Friday, February 23, 2007

Peter T. Kent with the Karen People in Maela Refugee camp

(Visit my blog www.petertkentmissiodei.blogspot.com)
Since July 2005, I have been with the Karen people in the Kawthoolie Karen Baptist Bilbe School and College in Maela refugee camp along the Thai-Burma border. They are one of the major ethnic groups of people who have been facing intense and active genocidal persecutions from the Burmese junta for around five decades.

This camp is one of the seven major camps along the border inside Thailand. There are around 55,000 refugees here in the camp alone. They are confined in the camp and hardly have the oppurtunity to earn their living--though some do small scale business.

These displaced people (refugees) are supported by many NGOs. They get their daily rations in terms of rice, charcoal for fuel, cooking oil, fish paste, and bamboos and leaves for houses. Besides these supports, they are also supported in terms of education--schools and the stationaries for school; health clinics; vocational schools; computer education; engineering college, and bible schools.

For many of them, their whole lives circle in and around the camp. Decades of years have gone by with the hope to return to their homeland but no sign of political improvement inside Burma, rather a continous displacement of people in huge scale from inside their homeland. Many people who cannot make it to the camps have to opt to stay in the forest in groups and have to be "On the Run" (a documentary on the Internally Displaced People inside Burma) relying on their physiological abilities to digest and assimilate anything they eat for their food as the means for survival.

The UN has been helping these people by working hand in hand with many organizations. One way of giving them a better chance, besides the camps,for their future is to send them to the third countries which are willing to accept them. Many have been sent to the States, Canada, New Zealand, Norway and Australia.

§ Source data:
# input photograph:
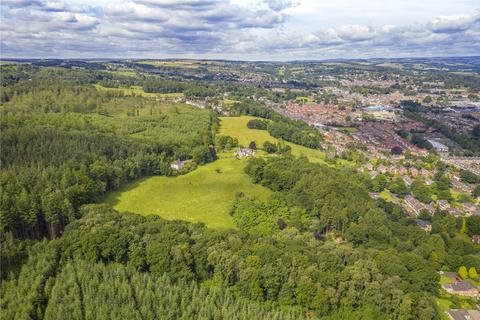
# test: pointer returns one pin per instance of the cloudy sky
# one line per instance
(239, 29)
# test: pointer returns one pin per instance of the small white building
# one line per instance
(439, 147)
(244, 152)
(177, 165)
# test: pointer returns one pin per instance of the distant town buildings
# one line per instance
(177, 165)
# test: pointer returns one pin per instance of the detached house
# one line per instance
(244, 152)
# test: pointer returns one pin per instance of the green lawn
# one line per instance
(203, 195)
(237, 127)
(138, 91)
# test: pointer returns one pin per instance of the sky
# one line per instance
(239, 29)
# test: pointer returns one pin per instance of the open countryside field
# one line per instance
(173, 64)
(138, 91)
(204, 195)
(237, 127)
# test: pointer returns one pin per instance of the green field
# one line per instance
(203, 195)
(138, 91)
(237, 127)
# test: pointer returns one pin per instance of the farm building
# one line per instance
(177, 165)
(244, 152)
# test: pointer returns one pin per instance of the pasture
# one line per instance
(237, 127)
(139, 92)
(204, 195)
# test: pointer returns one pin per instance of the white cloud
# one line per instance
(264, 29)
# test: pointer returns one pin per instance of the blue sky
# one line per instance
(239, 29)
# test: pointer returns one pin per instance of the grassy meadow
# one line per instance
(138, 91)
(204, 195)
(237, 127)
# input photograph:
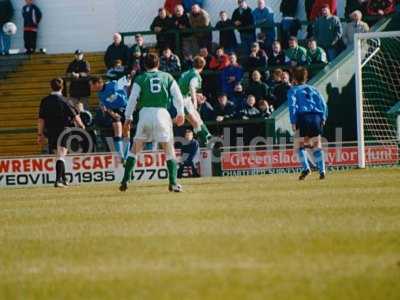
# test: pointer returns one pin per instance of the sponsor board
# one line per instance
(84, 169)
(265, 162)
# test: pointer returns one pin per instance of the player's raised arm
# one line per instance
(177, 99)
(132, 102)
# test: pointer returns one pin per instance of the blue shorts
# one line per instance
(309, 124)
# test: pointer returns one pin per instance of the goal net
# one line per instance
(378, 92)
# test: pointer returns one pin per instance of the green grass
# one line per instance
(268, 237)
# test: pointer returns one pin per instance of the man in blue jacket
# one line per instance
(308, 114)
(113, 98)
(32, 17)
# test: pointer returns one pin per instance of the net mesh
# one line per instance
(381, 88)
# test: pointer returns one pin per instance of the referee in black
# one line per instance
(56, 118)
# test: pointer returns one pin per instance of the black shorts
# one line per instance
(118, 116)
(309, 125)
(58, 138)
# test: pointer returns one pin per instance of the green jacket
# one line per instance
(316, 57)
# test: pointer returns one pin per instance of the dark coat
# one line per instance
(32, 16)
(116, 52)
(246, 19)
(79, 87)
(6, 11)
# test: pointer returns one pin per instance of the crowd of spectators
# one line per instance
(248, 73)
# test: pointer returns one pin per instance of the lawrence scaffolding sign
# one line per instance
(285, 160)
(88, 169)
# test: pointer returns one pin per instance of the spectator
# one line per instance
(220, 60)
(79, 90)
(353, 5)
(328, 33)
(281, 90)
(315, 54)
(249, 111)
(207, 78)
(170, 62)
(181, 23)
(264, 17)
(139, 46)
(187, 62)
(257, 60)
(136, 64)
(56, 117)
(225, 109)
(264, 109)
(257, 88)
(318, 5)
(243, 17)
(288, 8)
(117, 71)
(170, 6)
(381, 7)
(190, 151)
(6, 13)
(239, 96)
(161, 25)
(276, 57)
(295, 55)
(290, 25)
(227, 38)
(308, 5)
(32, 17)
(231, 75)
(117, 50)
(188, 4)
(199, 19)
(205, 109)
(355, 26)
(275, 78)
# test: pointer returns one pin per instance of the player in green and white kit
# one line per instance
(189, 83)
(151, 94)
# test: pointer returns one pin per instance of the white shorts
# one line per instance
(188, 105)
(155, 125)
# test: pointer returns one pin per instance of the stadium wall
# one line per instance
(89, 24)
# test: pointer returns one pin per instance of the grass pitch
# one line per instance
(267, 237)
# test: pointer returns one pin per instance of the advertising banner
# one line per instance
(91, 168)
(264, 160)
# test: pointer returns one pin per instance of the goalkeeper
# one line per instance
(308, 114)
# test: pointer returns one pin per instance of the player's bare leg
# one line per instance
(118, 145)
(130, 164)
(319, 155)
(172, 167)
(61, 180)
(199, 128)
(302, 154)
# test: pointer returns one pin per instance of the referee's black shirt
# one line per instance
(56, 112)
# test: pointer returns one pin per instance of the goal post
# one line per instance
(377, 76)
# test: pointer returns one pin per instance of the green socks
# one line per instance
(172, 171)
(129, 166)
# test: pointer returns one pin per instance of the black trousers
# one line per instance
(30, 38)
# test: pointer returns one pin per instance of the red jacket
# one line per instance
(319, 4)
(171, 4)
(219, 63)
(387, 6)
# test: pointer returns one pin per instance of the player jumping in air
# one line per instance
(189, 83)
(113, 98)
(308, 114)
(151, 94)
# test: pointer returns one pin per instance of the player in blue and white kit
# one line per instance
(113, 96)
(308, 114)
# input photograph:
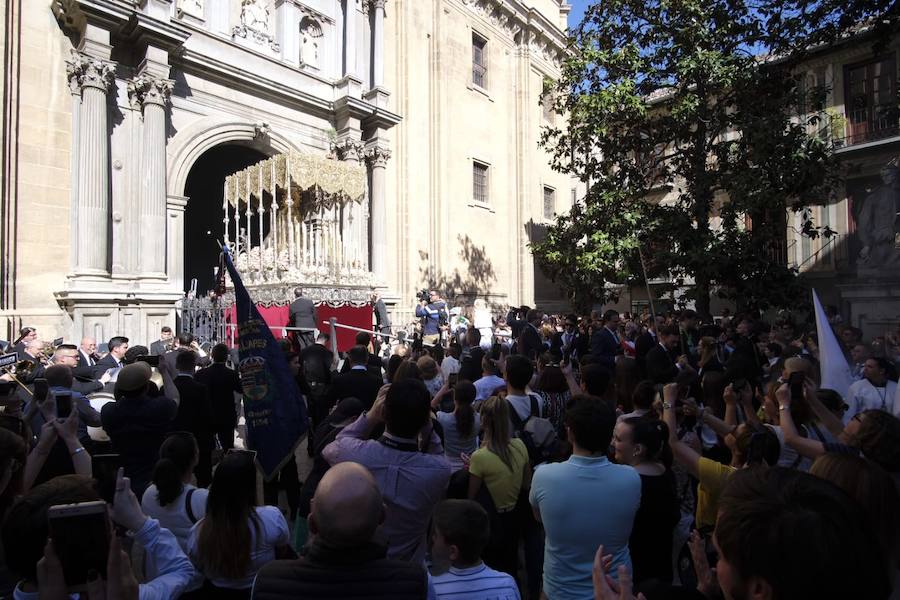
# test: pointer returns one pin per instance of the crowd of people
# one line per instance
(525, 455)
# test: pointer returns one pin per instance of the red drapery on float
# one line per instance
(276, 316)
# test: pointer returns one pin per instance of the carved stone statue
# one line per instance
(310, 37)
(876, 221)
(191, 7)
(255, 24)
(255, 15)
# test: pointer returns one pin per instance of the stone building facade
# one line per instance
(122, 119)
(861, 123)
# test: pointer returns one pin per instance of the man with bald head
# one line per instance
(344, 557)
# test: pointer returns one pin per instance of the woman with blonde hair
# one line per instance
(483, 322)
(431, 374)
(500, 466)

---

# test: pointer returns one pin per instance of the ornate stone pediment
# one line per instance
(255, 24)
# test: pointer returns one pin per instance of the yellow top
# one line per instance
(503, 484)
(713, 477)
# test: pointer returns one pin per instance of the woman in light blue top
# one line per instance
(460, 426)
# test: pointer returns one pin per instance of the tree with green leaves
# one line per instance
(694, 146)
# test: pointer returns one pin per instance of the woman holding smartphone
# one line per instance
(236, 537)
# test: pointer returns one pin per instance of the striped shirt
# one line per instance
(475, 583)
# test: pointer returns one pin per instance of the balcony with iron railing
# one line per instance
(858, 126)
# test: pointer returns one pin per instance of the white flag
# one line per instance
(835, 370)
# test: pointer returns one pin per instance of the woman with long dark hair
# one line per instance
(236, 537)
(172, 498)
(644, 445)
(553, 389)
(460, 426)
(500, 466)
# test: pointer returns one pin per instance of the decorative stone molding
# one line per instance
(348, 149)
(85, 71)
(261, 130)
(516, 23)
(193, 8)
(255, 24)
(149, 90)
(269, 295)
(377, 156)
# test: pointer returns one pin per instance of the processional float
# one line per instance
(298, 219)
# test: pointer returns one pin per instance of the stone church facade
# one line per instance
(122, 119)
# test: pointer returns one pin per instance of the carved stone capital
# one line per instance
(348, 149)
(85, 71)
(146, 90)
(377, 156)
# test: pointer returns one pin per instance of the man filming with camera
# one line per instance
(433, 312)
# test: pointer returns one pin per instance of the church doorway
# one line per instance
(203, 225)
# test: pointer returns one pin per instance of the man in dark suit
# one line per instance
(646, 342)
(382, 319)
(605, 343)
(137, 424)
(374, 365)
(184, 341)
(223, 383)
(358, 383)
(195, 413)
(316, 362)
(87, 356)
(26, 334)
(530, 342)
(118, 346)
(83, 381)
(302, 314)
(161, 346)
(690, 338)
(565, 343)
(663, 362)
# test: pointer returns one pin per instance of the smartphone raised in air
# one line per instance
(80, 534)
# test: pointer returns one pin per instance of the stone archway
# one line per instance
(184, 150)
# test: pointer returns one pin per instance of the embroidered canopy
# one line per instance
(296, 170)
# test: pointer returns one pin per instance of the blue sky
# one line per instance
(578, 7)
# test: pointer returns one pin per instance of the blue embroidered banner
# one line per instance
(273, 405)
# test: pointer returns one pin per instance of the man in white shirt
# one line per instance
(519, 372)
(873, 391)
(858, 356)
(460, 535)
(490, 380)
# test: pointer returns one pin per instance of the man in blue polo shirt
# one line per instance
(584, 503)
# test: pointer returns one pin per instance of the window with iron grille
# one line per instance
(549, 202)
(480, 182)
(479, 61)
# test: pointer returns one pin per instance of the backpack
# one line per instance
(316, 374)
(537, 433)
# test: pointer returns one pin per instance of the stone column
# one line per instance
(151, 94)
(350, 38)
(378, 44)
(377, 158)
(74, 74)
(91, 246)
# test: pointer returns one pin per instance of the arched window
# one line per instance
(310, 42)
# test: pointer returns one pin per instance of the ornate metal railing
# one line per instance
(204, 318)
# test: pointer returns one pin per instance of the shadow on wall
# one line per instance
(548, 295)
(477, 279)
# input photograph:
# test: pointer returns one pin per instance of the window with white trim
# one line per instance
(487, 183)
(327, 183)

---

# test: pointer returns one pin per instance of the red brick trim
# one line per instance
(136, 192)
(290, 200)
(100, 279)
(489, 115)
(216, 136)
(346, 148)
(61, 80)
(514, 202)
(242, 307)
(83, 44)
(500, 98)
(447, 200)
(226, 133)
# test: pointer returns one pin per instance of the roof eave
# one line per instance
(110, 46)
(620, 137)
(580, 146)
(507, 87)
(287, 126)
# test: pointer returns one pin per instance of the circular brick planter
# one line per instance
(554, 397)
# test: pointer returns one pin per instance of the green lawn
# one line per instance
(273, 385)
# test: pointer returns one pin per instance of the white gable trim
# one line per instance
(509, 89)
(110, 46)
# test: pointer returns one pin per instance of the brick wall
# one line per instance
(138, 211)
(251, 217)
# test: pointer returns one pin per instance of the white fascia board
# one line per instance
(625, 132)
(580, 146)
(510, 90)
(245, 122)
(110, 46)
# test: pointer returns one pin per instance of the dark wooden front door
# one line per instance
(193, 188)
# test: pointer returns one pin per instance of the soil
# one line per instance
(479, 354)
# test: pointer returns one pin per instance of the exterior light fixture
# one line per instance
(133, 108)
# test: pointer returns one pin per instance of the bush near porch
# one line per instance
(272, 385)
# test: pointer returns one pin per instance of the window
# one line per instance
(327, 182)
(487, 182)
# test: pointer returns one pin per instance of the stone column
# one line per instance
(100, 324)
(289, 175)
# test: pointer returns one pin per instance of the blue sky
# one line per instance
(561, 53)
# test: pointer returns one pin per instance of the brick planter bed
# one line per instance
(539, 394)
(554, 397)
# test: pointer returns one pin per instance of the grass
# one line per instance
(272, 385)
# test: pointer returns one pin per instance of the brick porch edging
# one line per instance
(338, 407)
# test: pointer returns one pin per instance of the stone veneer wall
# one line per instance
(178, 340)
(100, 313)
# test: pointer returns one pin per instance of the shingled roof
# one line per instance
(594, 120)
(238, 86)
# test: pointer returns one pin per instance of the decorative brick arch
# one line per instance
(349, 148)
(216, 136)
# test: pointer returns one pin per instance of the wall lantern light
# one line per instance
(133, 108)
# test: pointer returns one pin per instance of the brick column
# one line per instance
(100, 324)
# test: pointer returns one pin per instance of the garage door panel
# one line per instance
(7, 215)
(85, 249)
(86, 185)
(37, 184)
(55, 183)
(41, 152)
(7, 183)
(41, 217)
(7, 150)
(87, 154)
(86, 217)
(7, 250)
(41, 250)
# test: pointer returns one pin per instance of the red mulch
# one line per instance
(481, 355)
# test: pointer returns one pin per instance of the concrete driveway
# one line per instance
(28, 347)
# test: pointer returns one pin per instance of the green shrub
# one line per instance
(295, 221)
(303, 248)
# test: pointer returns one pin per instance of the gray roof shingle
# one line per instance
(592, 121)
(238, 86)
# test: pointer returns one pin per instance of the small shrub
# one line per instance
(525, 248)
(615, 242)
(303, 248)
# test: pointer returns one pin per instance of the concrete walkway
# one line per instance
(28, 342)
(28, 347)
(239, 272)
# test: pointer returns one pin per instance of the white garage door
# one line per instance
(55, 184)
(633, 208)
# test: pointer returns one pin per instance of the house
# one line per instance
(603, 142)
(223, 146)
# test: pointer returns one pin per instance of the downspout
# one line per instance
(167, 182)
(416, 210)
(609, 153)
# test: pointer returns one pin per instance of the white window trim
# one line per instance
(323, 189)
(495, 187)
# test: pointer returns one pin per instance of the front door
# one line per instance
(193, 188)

§ Directions:
Please answer these questions from the Maela camp post:
(a) Since when has the writer been with the Karen people?
(b) About how many refugees are in the camp?
(c) To which countries have many been sent?
Leave the records aside; they are not used here.

§ Result:
(a) Since July 2005.
(b) Around 55,000.
(c) The States, Canada, New Zealand, Norway and Australia.